──────── RECORDS FOR THIS TASK ────────

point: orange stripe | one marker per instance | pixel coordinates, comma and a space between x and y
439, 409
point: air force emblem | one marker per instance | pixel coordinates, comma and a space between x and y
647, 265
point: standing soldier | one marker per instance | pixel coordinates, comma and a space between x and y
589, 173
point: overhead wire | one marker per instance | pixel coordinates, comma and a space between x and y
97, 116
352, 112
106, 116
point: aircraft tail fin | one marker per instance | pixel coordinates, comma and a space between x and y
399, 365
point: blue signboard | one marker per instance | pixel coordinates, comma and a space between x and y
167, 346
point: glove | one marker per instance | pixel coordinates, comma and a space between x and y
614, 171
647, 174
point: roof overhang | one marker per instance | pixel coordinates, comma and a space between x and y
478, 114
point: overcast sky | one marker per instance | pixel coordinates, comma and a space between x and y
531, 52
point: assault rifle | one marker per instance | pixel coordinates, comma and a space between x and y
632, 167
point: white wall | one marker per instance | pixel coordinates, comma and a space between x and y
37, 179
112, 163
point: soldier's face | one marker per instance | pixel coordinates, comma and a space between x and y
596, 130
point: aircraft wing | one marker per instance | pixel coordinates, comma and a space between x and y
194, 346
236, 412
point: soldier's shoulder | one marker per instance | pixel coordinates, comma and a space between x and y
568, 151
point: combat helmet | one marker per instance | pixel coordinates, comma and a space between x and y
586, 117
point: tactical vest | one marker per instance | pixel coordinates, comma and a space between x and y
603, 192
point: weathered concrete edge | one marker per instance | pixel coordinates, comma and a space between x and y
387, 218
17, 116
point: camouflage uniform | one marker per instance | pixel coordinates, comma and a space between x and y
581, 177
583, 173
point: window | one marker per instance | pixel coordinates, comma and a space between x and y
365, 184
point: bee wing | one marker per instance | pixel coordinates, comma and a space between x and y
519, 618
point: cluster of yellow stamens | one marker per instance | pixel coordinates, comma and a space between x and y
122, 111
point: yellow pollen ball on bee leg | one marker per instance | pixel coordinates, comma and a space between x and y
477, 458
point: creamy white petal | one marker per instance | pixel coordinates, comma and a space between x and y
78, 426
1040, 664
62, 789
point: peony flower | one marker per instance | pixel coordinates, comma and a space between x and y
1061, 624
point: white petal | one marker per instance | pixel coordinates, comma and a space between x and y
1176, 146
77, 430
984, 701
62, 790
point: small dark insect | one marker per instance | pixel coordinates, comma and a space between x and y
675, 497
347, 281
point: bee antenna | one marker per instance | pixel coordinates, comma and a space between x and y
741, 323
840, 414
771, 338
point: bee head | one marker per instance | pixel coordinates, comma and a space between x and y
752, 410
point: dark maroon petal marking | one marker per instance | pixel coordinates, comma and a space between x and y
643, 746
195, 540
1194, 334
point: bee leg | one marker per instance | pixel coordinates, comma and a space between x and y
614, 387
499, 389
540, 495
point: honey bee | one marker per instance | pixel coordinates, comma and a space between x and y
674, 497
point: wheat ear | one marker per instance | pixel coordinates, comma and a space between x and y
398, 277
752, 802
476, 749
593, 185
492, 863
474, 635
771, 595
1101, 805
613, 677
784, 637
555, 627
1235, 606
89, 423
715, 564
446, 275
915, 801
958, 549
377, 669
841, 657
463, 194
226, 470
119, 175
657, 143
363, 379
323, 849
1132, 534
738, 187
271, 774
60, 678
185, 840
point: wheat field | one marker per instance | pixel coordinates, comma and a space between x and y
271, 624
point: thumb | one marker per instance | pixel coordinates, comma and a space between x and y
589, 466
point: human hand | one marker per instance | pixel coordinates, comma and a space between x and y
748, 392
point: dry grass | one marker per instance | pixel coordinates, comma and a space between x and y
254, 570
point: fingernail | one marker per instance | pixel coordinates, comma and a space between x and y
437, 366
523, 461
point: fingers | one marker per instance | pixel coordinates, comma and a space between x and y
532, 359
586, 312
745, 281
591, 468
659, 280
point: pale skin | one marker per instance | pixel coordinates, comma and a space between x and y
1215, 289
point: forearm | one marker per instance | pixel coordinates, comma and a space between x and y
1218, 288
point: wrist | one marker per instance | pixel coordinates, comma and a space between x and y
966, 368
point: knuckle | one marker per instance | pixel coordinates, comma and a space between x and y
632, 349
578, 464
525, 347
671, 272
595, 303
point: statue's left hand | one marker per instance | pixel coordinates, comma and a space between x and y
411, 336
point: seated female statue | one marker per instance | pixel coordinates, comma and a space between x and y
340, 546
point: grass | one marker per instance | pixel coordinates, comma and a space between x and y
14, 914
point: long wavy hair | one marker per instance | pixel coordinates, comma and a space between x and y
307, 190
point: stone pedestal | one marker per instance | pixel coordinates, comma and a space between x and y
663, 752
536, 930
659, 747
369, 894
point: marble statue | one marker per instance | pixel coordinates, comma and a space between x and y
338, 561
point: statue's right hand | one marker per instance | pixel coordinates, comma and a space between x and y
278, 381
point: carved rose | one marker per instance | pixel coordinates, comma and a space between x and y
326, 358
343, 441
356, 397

────────

From the line that contains "point: seated female" down to the last line of the listing above, repeat each line exactly, and include nothing else.

point: seated female statue | one marker per instance | pixel coordinates, comma and a space between x and y
340, 546
point: grass | one marker per instance | pixel coordinates, comma and a space between x and y
14, 914
point: long wavy hair | one marker per instance | pixel coordinates, comma and a space between x and y
307, 190
point: stone pedestal | one marker per instance | pixel coordinates, comma and a space between x and y
663, 752
536, 930
659, 747
369, 894
point: marble statue | one marker per instance | pixel coordinates, comma and a space between x and y
338, 561
point: statue's right hand | one marker per instance | pixel coordinates, comma and a space between x and y
278, 381
point: carved rose | one marker per instance | pixel coordinates, comma and a space between x and y
326, 358
343, 441
356, 397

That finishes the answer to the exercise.